> **Zu erledigende Aufgaben**
A – Nenne alle Begriffe, aus denen die Überschrift des Textes über die Nationalstaatsentwicklung Europas besteht.
B – Gib aus dem Text über die Nationalstaatsentwicklung Europas den Abschnitt zwischen „Teilung. Herrschaft. Krieg“ und „vor tausend Jahren.“ wortgetreu aus, beide Stellen eingeschlossen.

--- Vorliegender Text ---

Teilung. Herrschaft. Krieg

■ Die Nationalstaatsentwicklung Europas

Die erste „Demarkationslinie“ verlief im elften Jahrhundert quer durch Europa, schreibt der polnische Historiker Krysztof Pomian. Es war die Grenze, die den römisch -christlich geprägten Westen vom orthodoxen Osten des Kontinents schied. Noch heute verläuft diese kulturelle Trennlinie, von leichten Änderungen abgesehen, so wie vor tausend Jahren.

Alte Grenzen, lange Linien auch in der Zeit, markieren die Entwicklungsstränge der Geschichte Europas. In Pomians Darstellung lassen sie deutlicher als in jeder Nationalgeschichte die Kräfte erkennen, die den Kontinent gezeichnet haben. Pomian beschreibt diese Kräfte auf zwei Ebenen.

--- Vorliegende Auflistung ---

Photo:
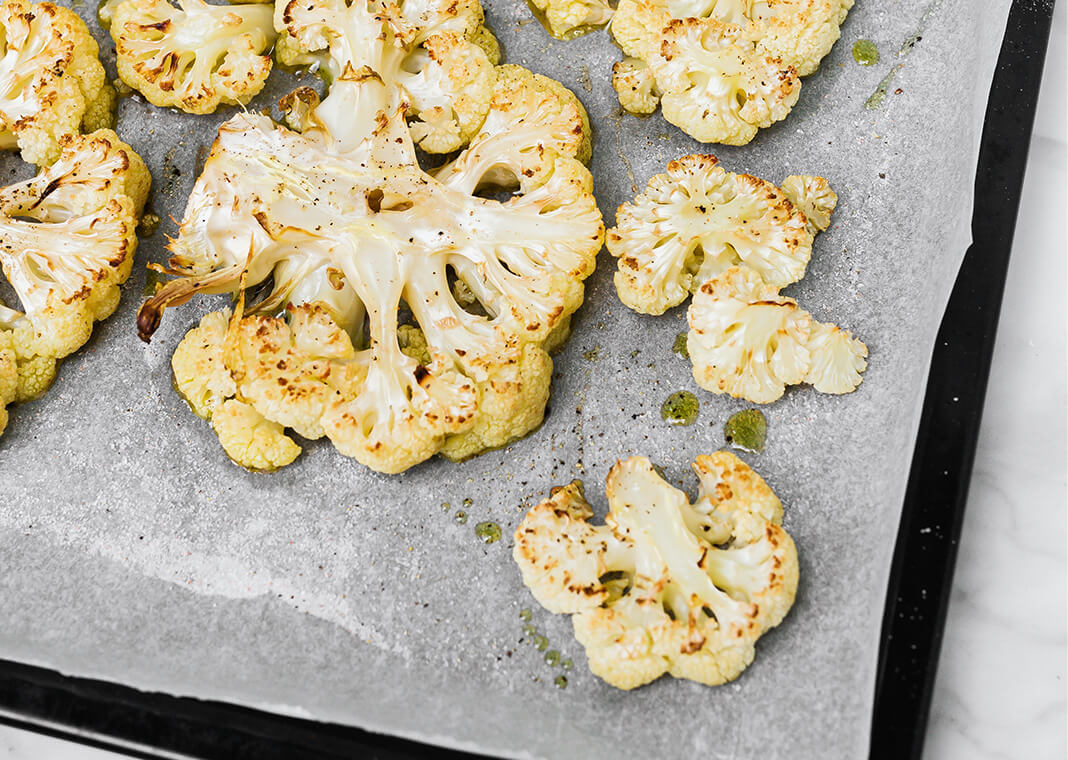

---

> **Die Lösungen**
A – Teilung, Herrschaft, Krieg

B –
Teilung. Herrschaft. Krieg

■ Die Nationalstaatsentwicklung Europas

Die erste „Demarkationslinie“ verlief im elften Jahrhundert quer durch Europa, schreibt der polnische Historiker Krysztof Pomian. Es war die Grenze, die den römisch -christlich geprägten Westen vom orthodoxen Osten des Kontinents schied. Noch heute verläuft diese kulturelle Trennlinie, von leichten Änderungen abgesehen, so wie vor tausend Jahren.